**Provided data**.
#####

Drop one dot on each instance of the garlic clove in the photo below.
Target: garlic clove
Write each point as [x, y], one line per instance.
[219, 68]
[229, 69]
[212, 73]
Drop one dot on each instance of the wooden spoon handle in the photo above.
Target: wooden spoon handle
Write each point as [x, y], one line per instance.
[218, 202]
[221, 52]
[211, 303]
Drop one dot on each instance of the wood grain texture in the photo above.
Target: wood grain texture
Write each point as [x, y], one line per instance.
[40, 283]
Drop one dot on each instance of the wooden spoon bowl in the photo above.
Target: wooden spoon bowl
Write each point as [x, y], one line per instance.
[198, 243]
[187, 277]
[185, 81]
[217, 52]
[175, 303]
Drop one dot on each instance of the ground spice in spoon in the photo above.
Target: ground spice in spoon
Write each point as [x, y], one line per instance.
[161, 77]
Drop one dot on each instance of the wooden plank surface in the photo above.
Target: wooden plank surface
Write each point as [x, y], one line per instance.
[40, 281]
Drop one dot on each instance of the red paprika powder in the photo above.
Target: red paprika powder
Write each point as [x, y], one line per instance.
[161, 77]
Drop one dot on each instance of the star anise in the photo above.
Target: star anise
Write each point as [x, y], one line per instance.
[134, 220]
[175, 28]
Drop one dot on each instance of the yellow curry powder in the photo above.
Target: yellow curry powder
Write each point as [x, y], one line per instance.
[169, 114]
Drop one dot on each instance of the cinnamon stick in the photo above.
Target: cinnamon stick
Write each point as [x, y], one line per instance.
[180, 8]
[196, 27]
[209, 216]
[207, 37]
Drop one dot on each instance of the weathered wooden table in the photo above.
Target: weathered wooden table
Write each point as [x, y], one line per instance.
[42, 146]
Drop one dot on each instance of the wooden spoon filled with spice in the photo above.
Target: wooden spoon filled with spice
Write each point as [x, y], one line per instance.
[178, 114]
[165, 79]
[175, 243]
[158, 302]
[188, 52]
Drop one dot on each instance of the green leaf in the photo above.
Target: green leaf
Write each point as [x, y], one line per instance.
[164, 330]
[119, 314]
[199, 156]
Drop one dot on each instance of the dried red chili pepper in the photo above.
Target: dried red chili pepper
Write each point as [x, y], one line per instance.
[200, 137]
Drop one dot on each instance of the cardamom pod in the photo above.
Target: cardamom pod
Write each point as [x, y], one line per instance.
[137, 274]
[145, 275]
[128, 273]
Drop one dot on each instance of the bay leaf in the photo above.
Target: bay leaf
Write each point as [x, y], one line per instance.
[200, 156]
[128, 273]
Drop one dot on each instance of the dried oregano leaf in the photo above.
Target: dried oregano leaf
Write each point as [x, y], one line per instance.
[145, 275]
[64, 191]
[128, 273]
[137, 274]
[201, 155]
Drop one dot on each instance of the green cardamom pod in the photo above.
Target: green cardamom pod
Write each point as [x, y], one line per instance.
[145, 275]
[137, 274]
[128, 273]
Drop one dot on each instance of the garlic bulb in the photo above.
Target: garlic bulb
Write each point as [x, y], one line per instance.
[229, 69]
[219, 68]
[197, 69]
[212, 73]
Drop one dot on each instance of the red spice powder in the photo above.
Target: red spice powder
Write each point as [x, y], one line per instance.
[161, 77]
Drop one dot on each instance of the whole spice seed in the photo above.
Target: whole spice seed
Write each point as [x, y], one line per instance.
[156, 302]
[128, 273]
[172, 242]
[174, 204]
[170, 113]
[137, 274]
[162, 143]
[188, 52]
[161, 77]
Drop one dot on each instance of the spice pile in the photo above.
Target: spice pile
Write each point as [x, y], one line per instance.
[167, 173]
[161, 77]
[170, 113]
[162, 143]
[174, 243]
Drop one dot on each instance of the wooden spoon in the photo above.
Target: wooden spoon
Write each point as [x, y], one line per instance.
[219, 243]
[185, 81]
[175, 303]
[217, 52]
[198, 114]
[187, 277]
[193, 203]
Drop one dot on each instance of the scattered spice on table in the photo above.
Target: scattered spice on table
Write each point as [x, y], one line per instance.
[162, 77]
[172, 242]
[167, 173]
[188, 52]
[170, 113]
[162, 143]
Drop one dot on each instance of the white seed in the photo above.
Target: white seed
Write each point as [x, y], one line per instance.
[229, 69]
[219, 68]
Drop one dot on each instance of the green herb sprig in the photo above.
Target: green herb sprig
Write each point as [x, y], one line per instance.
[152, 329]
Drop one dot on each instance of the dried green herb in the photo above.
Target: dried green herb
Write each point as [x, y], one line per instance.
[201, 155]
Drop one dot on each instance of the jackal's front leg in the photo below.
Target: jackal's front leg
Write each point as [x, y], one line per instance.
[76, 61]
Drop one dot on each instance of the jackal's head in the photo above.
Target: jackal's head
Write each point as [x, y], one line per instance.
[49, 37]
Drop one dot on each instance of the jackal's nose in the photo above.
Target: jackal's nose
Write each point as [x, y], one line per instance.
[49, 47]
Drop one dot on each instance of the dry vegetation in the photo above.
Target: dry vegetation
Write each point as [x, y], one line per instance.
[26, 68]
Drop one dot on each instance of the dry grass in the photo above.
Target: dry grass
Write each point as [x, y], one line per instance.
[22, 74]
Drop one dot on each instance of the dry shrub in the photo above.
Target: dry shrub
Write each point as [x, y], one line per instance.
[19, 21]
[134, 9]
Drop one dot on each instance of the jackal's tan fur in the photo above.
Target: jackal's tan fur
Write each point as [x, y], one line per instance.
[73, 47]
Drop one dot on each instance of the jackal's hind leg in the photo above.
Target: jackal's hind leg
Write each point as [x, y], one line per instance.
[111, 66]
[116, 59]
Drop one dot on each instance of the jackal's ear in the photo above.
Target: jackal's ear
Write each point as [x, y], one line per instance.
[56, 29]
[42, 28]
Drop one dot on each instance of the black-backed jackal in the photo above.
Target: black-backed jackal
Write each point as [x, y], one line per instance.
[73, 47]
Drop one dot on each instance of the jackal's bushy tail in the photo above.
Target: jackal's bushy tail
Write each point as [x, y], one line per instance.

#####

**Task prompt**. Please rewrite all the entries above, replacing every "one line per instance" with "one line per point" and changing nothing else.

**Task solution**.
Drop one dot on each instance of the garlic clove in the photo below.
Target: garlic clove
Write each point as [x, y], one line per point.
[219, 68]
[229, 69]
[212, 73]
Drop one dot on each instance of the wooden spoon handle in the photo above.
Target: wooden spoon handle
Write each point as [x, y], one line per point.
[218, 202]
[221, 52]
[211, 303]
Drop one dot on each instance of the wood grain texture in the photo above.
Target: wood grain texture
Write each point as [x, y], one line per point.
[40, 283]
Drop one dot on each instance of the wooden spoon bowl in the photo above.
Target: wooden spoon bowl
Write each point as [x, y], one line per point.
[198, 243]
[187, 277]
[185, 81]
[217, 52]
[175, 303]
Drop one dot on each instance of the ground spice in spoon in the photo above.
Target: ground spice in spoon
Write each point as [x, y], one line per point.
[161, 77]
Drop one dot on each instance of the wooden plank surface in the photo above.
Target: wooden plank surface
Write each point as [x, y], one line per point.
[40, 281]
Drop one dot on each instance of the red paprika powder in the photo above.
Target: red paprika powder
Write each point as [x, y], one line per point.
[161, 77]
Drop one dot on each instance of the star anise in the photo above.
Target: star anise
Write each point as [x, y], one line per point.
[134, 220]
[175, 28]
Drop one dot on each instance of the yellow curry powder in the photo above.
Target: yellow curry powder
Write each point as [x, y], one line per point.
[169, 114]
Drop one dot on each instance of the cinnamon stick in the photo above.
Target: cinnamon stick
Write each point as [x, y], one line per point.
[180, 8]
[196, 27]
[209, 216]
[207, 37]
Drop one dot on each instance of the weathered wooden table in the photo above.
Target: weathered wooden table
Write each point as [x, y], one line per point.
[42, 146]
Drop one dot on each instance of the wooden spoon filled with spice in the photo above.
Target: wooden spoon filled with spice
Write each point as [x, y], one line per point.
[178, 114]
[165, 79]
[175, 243]
[158, 302]
[188, 52]
Drop one dot on each instance of the green leaf in the photo above.
Target: green leaf
Write each point as [x, y], one line per point.
[164, 330]
[119, 314]
[199, 156]
Drop one dot on each instance of the dried red chili pepper in the photo above.
Target: dried red chili pepper
Write each point as [x, y], one line per point.
[200, 137]
Drop one dot on each instance of the cardamom pod in the photo above.
Target: cardamom pod
Write each point as [x, y], one line per point.
[137, 274]
[145, 275]
[128, 273]
Drop one dot on each instance of the bay leaf in the photo above.
Target: bay leaf
Write each point as [x, y], one line per point.
[200, 156]
[128, 273]
Drop one dot on each instance of the dried oregano leaf in the photo above.
Target: dried oregano leaf
Write each point as [x, y], one line per point.
[145, 275]
[64, 191]
[128, 273]
[137, 274]
[201, 155]
Drop one dot on each instance of the green cardamom pod in the photo above.
Target: green cardamom pod
Write each point as [x, y], one line per point.
[145, 275]
[137, 274]
[128, 273]
Drop one dot on each instance of the garlic bulb in the photo above.
Target: garlic bulb
Write each point as [x, y], one line per point.
[229, 69]
[219, 68]
[197, 69]
[212, 73]
Drop one dot on each instance of the red spice powder in the photo above.
Target: red spice powder
Write each point as [x, y], one line per point.
[161, 77]
Drop one dot on each instance of the whole spice seed in the photo above.
Target: whole spice seed
Write each point as [x, y], one line per point.
[156, 302]
[128, 273]
[172, 242]
[174, 204]
[170, 113]
[137, 274]
[162, 143]
[188, 52]
[161, 77]
Drop one dot on each instance of the spice pile in the photo above.
Target: spice pile
Write each point as [x, y], one line per point.
[167, 173]
[161, 77]
[170, 113]
[162, 143]
[174, 243]
Drop one dot on each instance of the wooden spoon in the photo above.
Target: wooden spoon
Write each point as [x, y], one line per point.
[219, 243]
[185, 81]
[175, 303]
[217, 52]
[198, 114]
[187, 277]
[193, 203]
Drop one dot on each instance of the scattered spice on table in the photo above.
Target: scattered spice on table
Write each point as [x, y], one line per point.
[162, 77]
[172, 242]
[167, 173]
[188, 52]
[170, 113]
[162, 143]
Drop one dot on each instance of the white seed in the photo above.
Target: white seed
Write each point as [x, y], one line per point.
[229, 69]
[219, 68]
Drop one dot on each instance of the green herb sprig in the photo above.
Target: green herb sprig
Write each point as [x, y], one line per point.
[152, 329]
Drop one dot on each instance of the dried green herb in the photo above.
Target: dried green herb
Write each point as [x, y], one line per point.
[201, 155]
Drop one dot on each instance of the jackal's front leg in the photo below.
Target: jackal's front leg
Write each point as [x, y], one line per point.
[76, 61]
Drop one dot on each instance of the jackal's head in the photo above.
Target: jackal's head
Write each point as [x, y], one line per point.
[49, 37]
Drop one dot on each instance of the jackal's nose in the photo above.
Target: jackal's nose
Write each point as [x, y], one line per point.
[49, 47]
Drop one dot on each instance of the dry vegetation in the photo above.
Target: dry vegetation
Write each point as [x, y], one line per point.
[26, 68]
Drop one dot on each instance of the dry grass in the photo above.
Target: dry grass
Write each point as [x, y], one line per point.
[22, 74]
Drop one dot on each instance of the dry shrub in the photo above.
Target: dry shrub
Write each point as [x, y], one line per point.
[19, 21]
[134, 9]
Drop one dot on each instance of the jackal's tan fur in the photo above.
Target: jackal's tan fur
Write each point as [x, y], one line per point.
[73, 47]
Drop one dot on each instance of the jackal's hind leg in the photo above.
Target: jackal's hind leg
Write each point as [x, y], one line per point.
[111, 66]
[116, 59]
Drop one dot on each instance of the jackal's ear in the photo above.
Target: jackal's ear
Write each point as [x, y], one line per point.
[56, 29]
[42, 28]
Drop one dot on each instance of the black-backed jackal in the photo above.
Target: black-backed jackal
Write each point as [x, y], one line per point.
[73, 47]
Drop one dot on each instance of the jackal's bushy tail in the photo above.
Target: jackal's bushy tail
Write each point as [x, y], one line per point.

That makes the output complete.